→ **Problem requirements**:
Quote every one of the items below word for word, omitting the pictures from your answer.

→ **Available records**:

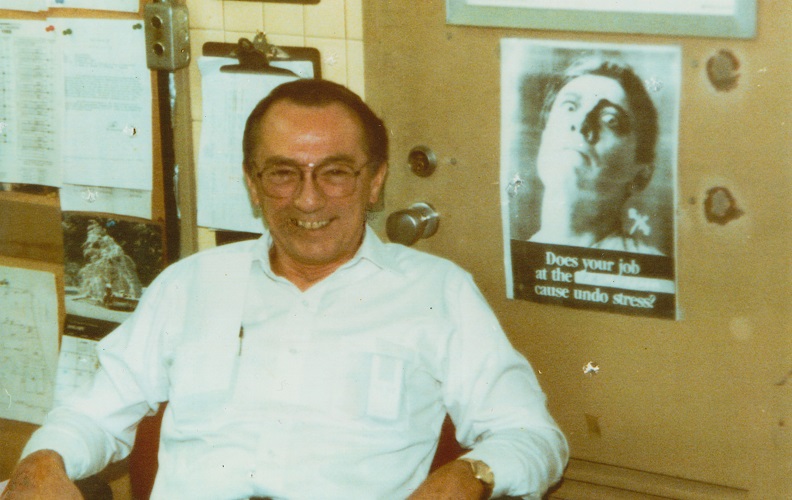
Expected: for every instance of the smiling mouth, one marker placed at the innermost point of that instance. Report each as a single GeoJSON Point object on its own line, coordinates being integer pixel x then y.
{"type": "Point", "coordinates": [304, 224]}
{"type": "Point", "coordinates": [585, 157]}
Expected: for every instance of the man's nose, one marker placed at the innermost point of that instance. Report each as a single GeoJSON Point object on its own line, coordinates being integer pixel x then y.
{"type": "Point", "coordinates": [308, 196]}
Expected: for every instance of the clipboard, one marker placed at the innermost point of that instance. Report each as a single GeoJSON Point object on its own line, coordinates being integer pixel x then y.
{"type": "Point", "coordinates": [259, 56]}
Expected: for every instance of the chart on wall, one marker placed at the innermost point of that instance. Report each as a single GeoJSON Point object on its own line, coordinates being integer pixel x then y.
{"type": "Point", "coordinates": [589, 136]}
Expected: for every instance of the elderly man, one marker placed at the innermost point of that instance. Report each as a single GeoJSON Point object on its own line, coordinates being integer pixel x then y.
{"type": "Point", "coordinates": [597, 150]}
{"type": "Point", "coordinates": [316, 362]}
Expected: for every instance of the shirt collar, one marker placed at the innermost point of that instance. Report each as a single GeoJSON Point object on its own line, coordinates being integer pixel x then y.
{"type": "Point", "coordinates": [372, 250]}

→ **In response**:
Expected: for every instance of the smiling mouth, one marker placed at the innermost point of that instance. Report each as a single GeoJSON Point object on its own line, coordinates being integer pixel x then y.
{"type": "Point", "coordinates": [304, 224]}
{"type": "Point", "coordinates": [585, 157]}
Expected: for every instance of the man's nose, one marker placed at the innermost point of that instance. Report each as a single GeoJSON Point object on its own line, coordinates being integer pixel x then y.
{"type": "Point", "coordinates": [308, 196]}
Expected: for every instance of the clipboard, one marker placed at the innermost point of that instance. Report each as a single GeoJSON Point object on its own line, coordinates being integer pixel x then y.
{"type": "Point", "coordinates": [259, 56]}
Expected: for every instance of the chart on wall, one marker placed at the innermost point of that instance. Report each as a single GeoJSON Point object on its own line, coordinates being integer pixel x then y.
{"type": "Point", "coordinates": [589, 136]}
Expected: for every instance of the elderly man, one marker placed at the innermost point of that instance. Report each as a single GeoJSON Point object on its own line, coordinates being integer pixel x then y.
{"type": "Point", "coordinates": [597, 150]}
{"type": "Point", "coordinates": [316, 362]}
Expected: for every instance of the shirt collar, one marker placed at the innermost point of that instance. Report each as a single GeoJSON Point object on its own line, coordinates being integer pixel x then y.
{"type": "Point", "coordinates": [372, 250]}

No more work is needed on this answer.